Directive ▸ Collect each line of the records below that contains the string "lamp", matching case exactly.

[start Rows]

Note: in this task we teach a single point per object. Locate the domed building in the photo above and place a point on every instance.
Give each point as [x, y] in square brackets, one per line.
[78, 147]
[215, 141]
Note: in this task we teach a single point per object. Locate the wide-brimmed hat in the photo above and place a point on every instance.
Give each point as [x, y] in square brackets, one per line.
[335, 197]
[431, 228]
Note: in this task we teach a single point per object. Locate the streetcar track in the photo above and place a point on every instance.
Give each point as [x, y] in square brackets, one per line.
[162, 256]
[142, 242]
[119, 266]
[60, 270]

[end Rows]
[start Rows]

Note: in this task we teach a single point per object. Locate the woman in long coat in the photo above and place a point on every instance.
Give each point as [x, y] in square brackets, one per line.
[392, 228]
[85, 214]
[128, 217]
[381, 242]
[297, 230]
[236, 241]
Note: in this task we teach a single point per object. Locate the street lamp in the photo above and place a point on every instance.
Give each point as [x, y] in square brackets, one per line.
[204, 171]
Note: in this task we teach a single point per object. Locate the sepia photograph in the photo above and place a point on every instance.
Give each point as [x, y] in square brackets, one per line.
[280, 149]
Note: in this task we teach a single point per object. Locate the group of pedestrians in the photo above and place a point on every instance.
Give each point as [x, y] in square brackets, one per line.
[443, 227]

[end Rows]

Exercise solution ▸
Note: in this task we teach a single point per object. Locate the street lamp in the photo above and place a point on every instance.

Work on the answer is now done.